Article:
----
Une roulotte n’étant pas éternelle, il en fit faire la copie conforme en ciment, route nationale, près de la Cité SNCF. Il pensait que dans ce matériau, elle lui survivrait. Cette roulotte en ciment, seule en son genre, finit par faire partie du paysage antibois. Jules Toulouse pensait faire don de sa roulotte en ciment à la ville pour qu’elle abrite, après sa mort, un musée consacré à la Grande Guerre, celle où il s’était signalé par son comportement valeureux. Ce don, hélas, ne fut pas accepté par la municipalité. Sa roulotte servit un temps de logement à des familles antiboises, puis elle fut détruite en 1966. Si sa roulotte en ciment n’a pas survécu au temps, sa réplique miniature réalisée avec des pièces d’un et deux sous économisées par le forain pendant de longues années puis fondues, l’accompagne toujours dans la mort. Il fut inhumé avec sa soeur dans ce cimetière : outre la roulotte, deux médaillons en bronze ornent la tombe. On y trouve également cette singulière épitaphe : « Toi qui t’arrêtes devant cette demeure, Pense que celui qui s’offre à tes regards, Fut heureux et vécut à sa manière, Maintenant que tu le sais, repars ».
----
Répondez, s'il vous plaît, à ces questions sur l'article :
1. En quel matériau Jules Toulouse fit-il faire la copie conforme de sa roulotte ?
2. En quelle année cette roulotte fut-elle détruite ?
3. Avec quoi fut réalisée la réplique miniature qui orne sa tombe ?

Données enregistrées:
----
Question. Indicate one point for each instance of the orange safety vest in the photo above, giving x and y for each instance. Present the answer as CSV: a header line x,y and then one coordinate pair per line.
----
Réponse:
1. En ciment.
2. En 1966.
3. Avec des pièces d'un et deux sous, économisées par le forain pendant de longues années puis fondues.